Your assignment:
Beginning with the first line below, please restate each line exactly, down to and including the line containing "85L146 106L167 124L191".

- - - - - - -

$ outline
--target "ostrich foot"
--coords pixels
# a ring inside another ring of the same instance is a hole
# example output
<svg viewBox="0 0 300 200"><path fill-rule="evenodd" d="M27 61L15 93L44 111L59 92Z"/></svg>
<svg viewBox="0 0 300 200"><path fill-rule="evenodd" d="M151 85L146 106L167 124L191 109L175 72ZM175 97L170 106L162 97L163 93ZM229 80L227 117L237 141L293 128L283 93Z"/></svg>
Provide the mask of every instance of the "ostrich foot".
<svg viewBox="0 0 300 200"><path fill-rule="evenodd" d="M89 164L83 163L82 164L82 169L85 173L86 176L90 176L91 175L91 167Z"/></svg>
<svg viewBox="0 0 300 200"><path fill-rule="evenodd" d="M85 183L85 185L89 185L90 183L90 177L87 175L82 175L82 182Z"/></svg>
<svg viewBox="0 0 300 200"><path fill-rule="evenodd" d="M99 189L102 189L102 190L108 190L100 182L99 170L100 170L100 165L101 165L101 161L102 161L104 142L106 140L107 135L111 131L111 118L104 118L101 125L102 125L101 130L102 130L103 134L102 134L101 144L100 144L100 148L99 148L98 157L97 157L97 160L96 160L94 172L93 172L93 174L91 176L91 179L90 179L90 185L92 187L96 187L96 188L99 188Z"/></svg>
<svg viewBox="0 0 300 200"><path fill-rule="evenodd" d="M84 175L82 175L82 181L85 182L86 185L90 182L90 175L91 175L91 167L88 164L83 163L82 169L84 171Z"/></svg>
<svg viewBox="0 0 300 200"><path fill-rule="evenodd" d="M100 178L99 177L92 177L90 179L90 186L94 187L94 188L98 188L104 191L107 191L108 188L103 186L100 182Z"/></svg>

- - - - - - -

Output of the exercise:
$ outline
--target "ostrich foot"
--coords pixels
# a ring inside another ring of the same instance is a hole
# example output
<svg viewBox="0 0 300 200"><path fill-rule="evenodd" d="M27 61L15 93L44 111L59 92Z"/></svg>
<svg viewBox="0 0 300 200"><path fill-rule="evenodd" d="M151 85L146 106L167 124L191 109L175 72ZM175 97L170 106L162 97L163 93ZM229 80L227 117L237 141L293 128L283 93Z"/></svg>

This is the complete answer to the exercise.